> Activity: The lines below starting at the line containing "Target: sandy beach" and ending at the line containing "[locate] chair armrest" are to be repeated exactly, with both ends kept and nothing else added.

> Stored data entries:
◇ ◇ ◇ ◇ ◇
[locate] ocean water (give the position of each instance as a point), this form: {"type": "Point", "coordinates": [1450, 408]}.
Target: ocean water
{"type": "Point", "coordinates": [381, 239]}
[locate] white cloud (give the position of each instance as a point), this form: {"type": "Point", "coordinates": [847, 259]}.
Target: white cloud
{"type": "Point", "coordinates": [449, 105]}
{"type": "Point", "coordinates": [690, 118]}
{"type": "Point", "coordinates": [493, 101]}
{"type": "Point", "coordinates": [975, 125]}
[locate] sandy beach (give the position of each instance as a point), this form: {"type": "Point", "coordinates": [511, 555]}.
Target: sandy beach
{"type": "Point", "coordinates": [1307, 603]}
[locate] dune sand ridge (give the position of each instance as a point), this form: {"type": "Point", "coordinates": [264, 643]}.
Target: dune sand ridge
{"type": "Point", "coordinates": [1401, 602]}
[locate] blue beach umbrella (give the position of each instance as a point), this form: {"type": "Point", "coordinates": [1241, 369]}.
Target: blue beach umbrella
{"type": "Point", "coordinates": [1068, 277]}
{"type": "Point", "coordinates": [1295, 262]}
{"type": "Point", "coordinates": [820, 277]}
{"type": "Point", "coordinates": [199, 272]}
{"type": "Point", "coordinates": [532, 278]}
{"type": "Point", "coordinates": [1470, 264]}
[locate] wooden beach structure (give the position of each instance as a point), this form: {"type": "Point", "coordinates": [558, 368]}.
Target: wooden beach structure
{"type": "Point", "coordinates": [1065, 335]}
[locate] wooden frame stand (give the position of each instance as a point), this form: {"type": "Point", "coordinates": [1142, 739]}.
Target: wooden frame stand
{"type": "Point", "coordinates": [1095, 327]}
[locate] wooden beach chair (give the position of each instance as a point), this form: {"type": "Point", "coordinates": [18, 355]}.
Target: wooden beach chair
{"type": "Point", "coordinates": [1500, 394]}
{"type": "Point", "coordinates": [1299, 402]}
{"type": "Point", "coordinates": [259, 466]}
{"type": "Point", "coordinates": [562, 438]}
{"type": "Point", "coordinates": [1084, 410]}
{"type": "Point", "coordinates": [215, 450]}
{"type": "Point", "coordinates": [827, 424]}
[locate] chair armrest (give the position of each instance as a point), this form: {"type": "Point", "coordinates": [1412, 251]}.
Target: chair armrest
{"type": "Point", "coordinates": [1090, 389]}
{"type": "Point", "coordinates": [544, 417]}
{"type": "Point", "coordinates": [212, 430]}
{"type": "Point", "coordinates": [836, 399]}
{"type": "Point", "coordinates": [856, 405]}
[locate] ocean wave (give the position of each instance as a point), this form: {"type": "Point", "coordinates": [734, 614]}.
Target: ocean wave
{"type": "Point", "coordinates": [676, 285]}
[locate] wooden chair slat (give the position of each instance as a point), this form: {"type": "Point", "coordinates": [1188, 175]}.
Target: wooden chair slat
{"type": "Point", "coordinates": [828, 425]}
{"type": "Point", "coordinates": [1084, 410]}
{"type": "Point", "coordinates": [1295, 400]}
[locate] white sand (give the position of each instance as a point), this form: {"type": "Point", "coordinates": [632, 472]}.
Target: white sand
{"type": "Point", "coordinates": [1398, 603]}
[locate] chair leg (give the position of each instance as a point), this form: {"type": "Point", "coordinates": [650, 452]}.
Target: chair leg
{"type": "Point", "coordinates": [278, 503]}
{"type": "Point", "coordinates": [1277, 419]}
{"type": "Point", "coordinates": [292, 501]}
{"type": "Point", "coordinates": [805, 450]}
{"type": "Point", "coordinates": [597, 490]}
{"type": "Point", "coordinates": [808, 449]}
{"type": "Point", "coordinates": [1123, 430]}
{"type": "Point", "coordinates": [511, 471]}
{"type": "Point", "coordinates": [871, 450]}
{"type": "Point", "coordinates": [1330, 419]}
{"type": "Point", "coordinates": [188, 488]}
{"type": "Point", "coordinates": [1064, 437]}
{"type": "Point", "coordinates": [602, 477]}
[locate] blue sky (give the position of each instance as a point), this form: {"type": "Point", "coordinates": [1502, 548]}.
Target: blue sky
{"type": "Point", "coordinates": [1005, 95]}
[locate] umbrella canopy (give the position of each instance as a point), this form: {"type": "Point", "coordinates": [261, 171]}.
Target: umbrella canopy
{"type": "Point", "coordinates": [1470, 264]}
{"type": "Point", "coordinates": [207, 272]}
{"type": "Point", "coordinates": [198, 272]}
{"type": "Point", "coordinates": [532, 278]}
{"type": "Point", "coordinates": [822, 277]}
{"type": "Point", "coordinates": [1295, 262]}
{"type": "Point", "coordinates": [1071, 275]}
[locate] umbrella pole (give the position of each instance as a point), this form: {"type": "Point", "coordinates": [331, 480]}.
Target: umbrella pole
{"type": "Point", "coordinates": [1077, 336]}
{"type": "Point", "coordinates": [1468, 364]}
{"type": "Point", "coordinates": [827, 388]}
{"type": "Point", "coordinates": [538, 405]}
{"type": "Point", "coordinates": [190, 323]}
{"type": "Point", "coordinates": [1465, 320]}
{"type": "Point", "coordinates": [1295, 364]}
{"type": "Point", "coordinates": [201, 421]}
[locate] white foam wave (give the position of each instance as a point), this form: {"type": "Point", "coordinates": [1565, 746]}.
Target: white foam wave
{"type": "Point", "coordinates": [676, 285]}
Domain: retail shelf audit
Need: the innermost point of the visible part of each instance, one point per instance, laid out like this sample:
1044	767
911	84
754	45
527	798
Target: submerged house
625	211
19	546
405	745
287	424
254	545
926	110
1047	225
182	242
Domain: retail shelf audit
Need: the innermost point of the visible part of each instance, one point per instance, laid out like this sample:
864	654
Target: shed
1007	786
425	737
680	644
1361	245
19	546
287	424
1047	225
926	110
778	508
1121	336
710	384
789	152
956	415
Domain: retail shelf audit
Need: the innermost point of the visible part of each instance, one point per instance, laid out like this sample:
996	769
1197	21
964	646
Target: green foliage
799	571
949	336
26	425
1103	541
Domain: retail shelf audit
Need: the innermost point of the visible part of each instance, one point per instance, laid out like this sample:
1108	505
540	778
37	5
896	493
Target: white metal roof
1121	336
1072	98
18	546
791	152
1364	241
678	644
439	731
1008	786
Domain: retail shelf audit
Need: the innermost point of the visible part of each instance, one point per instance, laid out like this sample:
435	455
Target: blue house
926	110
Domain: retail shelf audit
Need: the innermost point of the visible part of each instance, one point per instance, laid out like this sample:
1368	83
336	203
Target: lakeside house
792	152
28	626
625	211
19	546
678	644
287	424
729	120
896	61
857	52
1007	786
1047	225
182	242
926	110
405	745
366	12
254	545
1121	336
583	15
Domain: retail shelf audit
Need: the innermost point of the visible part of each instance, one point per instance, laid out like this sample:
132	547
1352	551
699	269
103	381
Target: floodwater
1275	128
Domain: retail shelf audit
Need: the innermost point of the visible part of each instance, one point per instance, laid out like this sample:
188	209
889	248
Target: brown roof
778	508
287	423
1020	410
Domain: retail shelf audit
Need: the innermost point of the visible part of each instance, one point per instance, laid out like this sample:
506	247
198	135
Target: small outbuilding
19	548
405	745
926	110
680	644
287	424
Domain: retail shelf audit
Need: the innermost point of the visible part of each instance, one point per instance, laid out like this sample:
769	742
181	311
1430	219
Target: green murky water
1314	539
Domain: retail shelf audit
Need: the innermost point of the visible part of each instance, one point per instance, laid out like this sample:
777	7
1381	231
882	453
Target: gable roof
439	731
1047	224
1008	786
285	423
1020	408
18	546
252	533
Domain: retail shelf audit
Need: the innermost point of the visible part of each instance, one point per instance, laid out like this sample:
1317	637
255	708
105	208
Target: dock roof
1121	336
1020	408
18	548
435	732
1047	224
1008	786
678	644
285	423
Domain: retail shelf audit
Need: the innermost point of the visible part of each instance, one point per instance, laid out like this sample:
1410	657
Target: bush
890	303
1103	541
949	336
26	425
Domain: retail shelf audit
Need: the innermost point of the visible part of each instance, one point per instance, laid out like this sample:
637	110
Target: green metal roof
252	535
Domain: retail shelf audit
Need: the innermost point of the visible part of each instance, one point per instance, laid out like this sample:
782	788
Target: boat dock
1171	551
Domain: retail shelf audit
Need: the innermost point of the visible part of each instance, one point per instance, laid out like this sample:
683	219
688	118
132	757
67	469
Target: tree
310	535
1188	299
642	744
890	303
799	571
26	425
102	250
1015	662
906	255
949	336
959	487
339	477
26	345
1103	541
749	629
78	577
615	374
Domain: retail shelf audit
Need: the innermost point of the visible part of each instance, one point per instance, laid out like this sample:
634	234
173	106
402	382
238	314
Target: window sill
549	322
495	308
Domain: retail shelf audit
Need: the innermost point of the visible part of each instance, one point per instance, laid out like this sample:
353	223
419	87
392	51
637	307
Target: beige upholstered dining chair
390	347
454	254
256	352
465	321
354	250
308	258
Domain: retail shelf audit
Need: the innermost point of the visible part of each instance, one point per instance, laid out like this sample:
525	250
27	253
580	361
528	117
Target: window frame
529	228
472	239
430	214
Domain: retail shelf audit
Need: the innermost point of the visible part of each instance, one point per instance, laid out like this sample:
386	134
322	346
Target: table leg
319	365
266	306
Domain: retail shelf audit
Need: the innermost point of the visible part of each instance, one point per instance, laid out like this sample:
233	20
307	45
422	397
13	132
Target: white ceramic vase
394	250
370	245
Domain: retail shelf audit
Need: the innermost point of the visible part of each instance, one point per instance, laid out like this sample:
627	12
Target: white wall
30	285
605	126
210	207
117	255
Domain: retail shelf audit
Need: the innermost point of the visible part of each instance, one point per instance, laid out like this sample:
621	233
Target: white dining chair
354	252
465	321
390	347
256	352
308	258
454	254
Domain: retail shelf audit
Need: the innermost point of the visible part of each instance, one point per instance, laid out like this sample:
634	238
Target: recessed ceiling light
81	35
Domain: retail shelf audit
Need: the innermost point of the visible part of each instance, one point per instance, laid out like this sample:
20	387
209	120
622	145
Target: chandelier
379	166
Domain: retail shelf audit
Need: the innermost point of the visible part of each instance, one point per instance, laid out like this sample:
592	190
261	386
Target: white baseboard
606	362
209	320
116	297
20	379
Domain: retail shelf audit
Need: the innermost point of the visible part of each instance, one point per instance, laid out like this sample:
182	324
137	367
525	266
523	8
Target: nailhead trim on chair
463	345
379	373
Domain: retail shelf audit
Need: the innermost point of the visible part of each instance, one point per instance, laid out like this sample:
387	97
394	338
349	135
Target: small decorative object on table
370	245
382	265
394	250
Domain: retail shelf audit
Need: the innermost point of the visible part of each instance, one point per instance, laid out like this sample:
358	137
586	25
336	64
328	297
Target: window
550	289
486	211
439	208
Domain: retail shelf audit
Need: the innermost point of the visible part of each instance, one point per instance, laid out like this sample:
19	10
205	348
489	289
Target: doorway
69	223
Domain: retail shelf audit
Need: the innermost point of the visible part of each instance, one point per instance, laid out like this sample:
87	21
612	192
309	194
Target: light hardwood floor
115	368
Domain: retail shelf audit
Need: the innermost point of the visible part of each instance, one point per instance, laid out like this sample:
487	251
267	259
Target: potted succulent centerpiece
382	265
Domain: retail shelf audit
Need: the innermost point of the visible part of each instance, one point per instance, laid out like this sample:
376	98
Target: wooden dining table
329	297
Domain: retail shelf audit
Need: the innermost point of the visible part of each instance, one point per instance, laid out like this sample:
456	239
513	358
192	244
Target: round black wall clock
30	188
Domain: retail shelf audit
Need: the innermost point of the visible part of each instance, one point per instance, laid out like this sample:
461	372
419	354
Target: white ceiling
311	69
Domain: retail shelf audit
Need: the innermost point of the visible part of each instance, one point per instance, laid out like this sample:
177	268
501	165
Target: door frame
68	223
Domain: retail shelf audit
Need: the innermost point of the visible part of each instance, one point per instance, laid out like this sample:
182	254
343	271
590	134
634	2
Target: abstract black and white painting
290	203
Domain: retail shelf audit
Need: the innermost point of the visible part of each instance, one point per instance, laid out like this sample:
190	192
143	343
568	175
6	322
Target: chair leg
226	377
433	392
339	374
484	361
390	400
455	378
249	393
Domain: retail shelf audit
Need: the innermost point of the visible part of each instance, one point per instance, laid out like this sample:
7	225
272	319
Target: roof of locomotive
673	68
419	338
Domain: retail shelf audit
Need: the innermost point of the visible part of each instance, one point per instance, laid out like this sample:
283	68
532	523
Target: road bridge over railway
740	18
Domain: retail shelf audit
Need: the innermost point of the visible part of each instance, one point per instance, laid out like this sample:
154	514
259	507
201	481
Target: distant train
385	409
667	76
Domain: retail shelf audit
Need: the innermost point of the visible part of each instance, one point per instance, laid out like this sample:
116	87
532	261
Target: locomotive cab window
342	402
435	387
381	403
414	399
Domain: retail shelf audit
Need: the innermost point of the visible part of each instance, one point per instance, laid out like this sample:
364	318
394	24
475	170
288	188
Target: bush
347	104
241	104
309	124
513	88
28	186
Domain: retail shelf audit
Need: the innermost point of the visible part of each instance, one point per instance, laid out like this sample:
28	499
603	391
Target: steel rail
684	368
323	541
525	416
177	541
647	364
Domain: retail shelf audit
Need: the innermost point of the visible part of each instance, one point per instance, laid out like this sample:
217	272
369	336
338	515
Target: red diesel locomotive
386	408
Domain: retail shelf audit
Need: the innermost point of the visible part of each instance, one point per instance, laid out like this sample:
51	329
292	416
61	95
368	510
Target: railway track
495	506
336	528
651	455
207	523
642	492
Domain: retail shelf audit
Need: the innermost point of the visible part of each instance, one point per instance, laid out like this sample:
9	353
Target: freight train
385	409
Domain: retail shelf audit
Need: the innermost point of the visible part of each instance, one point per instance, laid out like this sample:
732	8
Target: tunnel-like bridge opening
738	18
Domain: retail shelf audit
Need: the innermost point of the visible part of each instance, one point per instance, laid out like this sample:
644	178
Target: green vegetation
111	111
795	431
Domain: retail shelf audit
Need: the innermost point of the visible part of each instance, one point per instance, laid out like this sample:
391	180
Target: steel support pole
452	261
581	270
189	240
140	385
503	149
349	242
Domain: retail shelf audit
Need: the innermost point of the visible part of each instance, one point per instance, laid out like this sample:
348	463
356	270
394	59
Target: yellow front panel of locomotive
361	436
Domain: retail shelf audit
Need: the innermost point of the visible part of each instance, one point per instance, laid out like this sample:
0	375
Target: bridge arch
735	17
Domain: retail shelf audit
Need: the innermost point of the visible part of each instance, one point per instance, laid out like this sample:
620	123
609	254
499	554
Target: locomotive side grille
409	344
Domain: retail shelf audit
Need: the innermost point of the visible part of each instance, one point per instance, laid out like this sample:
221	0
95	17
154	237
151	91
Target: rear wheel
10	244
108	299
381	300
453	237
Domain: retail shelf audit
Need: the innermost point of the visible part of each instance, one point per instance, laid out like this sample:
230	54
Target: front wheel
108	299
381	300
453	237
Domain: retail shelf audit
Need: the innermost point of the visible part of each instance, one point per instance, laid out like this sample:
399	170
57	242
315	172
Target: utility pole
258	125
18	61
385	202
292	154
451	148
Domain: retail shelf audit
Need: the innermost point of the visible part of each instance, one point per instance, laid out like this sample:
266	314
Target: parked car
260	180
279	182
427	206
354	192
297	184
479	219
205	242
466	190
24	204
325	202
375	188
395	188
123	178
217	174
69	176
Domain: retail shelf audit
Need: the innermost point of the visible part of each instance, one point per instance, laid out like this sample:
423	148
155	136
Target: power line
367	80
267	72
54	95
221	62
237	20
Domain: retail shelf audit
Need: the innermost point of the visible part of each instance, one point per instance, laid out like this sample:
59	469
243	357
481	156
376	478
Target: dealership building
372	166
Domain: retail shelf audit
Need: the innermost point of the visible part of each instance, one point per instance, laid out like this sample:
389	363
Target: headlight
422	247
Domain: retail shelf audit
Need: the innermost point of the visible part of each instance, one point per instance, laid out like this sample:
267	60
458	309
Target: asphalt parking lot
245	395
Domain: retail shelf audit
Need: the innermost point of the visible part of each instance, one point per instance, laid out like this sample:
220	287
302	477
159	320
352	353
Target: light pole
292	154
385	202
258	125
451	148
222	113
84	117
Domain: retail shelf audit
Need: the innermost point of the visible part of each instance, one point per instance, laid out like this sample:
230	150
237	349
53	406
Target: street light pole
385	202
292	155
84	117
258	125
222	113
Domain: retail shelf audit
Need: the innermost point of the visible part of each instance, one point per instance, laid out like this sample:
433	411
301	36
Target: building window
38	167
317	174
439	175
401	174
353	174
◇ ◇ ◇ ◇ ◇
> Your response:
Target: sandy beach
{"type": "Point", "coordinates": [1307, 603]}
[locate] dune sand ridge (give the position of each instance as a point), this form: {"type": "Point", "coordinates": [264, 643]}.
Target: dune sand ridge
{"type": "Point", "coordinates": [1401, 602]}
[locate] blue beach umbrella (give the position of each instance as a point), this form: {"type": "Point", "coordinates": [1241, 369]}.
Target: blue beach umbrella
{"type": "Point", "coordinates": [1068, 277]}
{"type": "Point", "coordinates": [1295, 262]}
{"type": "Point", "coordinates": [820, 277]}
{"type": "Point", "coordinates": [199, 272]}
{"type": "Point", "coordinates": [532, 278]}
{"type": "Point", "coordinates": [1470, 264]}
[locate] wooden beach structure (give the position of each instance as a point), this form: {"type": "Point", "coordinates": [558, 368]}.
Target: wooden beach structure
{"type": "Point", "coordinates": [1065, 335]}
[locate] wooden frame stand (give the position of each instance as a point), this form: {"type": "Point", "coordinates": [1142, 739]}.
Target: wooden frame stand
{"type": "Point", "coordinates": [1095, 327]}
[locate] wooden beach chair (give the position of each instance as a point), this form: {"type": "Point", "coordinates": [18, 355]}.
Target: wooden beach chair
{"type": "Point", "coordinates": [1500, 394]}
{"type": "Point", "coordinates": [1299, 402]}
{"type": "Point", "coordinates": [259, 466]}
{"type": "Point", "coordinates": [562, 438]}
{"type": "Point", "coordinates": [1084, 410]}
{"type": "Point", "coordinates": [215, 450]}
{"type": "Point", "coordinates": [827, 424]}
[locate] chair armrest (give the position of each instance as a point), this form: {"type": "Point", "coordinates": [1412, 251]}.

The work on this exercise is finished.